**Task goal:**
Take from the listing each line that has the string "branch".

**Source data:**
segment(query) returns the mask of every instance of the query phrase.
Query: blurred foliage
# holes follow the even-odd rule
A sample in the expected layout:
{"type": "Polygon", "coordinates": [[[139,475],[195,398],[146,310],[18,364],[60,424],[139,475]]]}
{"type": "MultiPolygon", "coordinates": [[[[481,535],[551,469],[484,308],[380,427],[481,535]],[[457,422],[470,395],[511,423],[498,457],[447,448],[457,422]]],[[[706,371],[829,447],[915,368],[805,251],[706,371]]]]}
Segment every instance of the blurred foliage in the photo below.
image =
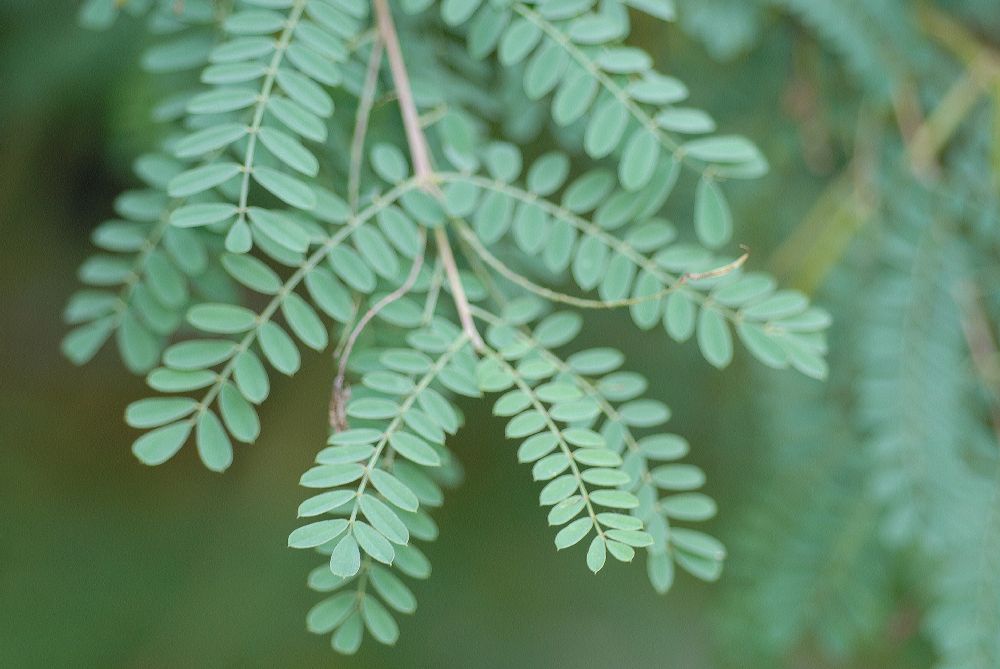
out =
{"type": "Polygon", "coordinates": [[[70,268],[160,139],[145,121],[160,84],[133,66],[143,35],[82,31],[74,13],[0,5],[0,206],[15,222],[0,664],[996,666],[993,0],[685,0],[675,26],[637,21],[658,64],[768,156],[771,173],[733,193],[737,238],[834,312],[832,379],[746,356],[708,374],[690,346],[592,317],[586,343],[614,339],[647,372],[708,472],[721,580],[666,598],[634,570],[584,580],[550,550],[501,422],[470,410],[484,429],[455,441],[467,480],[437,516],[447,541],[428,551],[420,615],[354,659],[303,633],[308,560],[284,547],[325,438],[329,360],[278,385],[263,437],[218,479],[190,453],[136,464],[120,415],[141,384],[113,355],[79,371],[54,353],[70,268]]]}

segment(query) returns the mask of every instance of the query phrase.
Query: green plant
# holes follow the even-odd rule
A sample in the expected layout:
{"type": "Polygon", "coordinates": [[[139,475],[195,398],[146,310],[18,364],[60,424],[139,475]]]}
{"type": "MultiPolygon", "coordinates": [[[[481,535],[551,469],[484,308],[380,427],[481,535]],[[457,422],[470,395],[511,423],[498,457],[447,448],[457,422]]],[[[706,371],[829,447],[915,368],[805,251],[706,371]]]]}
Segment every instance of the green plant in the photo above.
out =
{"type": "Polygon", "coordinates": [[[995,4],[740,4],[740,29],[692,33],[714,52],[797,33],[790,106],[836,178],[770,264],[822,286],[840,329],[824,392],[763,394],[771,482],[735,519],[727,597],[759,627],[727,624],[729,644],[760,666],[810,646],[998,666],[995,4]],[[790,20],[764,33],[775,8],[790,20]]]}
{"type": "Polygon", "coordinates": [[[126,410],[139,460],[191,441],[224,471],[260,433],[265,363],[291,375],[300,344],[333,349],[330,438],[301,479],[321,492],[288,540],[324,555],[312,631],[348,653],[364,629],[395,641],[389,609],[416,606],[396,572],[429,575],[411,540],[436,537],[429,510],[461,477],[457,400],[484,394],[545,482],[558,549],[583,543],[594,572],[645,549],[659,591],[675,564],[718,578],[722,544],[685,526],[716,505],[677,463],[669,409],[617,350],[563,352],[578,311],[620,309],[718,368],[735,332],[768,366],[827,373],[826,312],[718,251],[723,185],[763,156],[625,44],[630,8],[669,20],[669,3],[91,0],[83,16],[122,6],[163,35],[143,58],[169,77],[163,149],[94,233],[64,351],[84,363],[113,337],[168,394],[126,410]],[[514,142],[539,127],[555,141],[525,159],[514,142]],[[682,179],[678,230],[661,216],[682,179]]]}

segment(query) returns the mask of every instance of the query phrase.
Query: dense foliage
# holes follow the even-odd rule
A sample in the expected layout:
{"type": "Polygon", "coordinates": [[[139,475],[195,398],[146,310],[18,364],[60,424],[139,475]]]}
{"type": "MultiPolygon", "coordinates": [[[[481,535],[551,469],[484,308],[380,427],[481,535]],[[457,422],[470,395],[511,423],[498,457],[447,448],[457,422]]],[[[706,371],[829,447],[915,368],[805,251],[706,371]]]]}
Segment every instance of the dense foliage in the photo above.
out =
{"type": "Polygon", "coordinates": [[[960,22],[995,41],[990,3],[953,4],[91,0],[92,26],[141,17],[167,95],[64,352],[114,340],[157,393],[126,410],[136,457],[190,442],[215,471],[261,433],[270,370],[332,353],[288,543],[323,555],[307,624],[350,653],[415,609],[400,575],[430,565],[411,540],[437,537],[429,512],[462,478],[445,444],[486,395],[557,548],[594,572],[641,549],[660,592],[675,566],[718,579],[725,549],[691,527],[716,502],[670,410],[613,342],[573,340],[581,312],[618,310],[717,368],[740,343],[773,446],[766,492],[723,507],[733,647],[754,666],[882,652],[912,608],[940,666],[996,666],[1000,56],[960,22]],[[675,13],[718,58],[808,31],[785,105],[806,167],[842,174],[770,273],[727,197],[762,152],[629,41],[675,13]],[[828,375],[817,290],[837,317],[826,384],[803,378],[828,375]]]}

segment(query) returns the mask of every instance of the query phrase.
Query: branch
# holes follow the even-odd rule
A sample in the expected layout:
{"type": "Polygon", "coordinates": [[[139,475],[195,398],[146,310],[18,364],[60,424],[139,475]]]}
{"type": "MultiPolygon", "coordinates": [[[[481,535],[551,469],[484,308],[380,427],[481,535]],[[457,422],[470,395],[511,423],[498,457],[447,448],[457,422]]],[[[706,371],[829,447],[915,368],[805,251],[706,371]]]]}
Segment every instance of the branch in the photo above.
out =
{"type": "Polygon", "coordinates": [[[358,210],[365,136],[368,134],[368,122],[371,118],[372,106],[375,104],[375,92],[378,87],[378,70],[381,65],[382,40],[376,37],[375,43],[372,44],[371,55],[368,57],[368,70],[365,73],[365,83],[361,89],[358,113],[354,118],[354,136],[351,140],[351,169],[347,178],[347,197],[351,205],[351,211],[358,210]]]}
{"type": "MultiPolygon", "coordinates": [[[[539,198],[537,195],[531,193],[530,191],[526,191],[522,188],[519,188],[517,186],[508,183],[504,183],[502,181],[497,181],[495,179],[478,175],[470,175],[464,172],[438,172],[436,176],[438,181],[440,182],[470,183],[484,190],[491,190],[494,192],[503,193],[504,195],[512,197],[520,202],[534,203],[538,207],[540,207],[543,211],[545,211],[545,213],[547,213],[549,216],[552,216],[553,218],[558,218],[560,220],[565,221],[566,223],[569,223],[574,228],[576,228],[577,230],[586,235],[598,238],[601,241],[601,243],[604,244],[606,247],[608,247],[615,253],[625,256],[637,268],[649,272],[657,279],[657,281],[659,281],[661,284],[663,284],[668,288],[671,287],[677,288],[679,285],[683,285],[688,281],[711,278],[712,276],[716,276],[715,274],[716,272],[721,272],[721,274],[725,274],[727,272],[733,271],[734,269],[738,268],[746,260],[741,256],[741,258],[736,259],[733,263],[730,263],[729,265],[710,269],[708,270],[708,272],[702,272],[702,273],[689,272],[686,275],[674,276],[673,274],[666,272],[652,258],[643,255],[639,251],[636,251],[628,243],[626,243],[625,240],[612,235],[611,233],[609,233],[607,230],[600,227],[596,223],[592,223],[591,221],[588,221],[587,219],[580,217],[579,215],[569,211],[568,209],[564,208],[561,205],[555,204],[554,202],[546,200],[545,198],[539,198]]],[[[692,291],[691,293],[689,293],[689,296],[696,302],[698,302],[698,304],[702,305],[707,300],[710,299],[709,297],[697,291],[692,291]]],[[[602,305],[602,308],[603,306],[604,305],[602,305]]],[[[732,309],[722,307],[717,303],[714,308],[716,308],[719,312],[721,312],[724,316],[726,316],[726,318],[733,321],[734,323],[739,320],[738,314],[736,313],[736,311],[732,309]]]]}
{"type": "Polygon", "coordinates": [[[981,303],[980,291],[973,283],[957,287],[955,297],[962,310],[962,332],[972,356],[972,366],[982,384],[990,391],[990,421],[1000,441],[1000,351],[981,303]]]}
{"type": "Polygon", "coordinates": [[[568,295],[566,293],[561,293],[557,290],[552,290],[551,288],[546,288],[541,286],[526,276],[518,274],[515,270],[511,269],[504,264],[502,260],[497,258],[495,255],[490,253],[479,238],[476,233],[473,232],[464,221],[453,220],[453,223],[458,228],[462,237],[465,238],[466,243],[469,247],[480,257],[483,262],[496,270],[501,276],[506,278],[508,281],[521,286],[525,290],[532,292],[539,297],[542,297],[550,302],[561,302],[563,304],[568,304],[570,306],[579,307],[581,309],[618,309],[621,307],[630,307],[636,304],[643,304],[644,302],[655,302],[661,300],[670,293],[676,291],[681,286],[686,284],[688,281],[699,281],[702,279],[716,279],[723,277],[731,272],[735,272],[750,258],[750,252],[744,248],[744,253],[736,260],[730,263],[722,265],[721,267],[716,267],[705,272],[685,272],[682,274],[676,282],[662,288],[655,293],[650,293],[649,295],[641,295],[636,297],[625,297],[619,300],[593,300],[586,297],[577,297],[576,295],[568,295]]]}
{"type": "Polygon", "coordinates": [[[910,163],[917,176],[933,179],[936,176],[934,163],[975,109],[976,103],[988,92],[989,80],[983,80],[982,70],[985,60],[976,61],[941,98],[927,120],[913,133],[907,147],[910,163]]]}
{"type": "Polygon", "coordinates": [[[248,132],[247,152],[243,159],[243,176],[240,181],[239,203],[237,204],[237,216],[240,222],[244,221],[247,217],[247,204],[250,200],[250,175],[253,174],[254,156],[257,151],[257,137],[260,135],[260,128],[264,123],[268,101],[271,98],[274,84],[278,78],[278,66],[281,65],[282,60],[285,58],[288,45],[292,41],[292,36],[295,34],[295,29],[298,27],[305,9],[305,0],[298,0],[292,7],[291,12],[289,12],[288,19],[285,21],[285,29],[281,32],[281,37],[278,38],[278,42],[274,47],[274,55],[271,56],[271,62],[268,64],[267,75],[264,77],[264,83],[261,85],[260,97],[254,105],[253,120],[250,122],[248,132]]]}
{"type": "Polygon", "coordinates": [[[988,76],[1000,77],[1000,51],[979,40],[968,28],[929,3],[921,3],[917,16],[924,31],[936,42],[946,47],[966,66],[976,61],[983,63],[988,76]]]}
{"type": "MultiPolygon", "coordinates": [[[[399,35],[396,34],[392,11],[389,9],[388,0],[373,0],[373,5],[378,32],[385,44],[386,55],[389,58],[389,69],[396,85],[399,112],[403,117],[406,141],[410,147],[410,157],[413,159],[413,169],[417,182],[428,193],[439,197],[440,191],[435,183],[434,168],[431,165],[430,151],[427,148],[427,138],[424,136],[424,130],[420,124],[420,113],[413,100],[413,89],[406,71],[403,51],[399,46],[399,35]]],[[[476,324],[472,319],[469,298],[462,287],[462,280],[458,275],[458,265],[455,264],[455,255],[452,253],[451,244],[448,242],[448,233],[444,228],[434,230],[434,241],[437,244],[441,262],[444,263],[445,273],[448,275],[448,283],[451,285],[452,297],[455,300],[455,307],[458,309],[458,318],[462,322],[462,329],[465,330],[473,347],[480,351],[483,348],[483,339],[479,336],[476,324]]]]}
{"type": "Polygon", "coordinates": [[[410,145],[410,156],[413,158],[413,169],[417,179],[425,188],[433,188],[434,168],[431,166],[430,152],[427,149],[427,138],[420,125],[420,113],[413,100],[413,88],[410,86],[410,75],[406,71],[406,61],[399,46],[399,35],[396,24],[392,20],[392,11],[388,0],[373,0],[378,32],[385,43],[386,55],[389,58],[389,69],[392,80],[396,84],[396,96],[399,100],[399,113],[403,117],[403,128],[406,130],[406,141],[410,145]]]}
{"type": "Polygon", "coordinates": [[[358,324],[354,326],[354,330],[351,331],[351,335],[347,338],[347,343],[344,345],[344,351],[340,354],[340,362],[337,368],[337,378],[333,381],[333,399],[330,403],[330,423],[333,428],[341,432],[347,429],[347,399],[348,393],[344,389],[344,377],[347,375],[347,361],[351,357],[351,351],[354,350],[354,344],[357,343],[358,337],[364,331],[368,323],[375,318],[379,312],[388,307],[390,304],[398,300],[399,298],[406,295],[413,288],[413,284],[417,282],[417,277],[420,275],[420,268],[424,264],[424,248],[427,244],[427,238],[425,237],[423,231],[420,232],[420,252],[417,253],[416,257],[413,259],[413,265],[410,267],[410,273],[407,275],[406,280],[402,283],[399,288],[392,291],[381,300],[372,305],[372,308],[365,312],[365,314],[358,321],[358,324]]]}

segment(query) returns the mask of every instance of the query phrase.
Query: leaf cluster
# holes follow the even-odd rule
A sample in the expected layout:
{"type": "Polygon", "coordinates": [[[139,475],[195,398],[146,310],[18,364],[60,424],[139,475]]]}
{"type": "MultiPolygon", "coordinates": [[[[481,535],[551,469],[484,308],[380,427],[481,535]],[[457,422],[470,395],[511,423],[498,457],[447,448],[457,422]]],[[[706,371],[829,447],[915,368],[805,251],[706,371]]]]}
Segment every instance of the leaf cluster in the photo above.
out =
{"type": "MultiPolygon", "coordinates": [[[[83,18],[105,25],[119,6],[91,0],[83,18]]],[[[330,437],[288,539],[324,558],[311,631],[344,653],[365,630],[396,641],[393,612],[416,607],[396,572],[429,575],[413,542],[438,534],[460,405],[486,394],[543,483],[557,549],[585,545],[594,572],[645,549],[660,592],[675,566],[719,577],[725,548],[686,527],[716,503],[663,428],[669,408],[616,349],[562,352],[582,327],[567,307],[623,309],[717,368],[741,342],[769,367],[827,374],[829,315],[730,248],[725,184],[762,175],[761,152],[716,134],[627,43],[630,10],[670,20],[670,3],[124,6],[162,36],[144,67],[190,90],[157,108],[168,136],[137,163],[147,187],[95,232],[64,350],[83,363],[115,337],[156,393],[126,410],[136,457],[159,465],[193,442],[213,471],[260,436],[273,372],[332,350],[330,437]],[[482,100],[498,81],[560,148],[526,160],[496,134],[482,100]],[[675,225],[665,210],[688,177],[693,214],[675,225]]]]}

**Solution below:**
Query: branch
Segment every instance of the branch in the photo above.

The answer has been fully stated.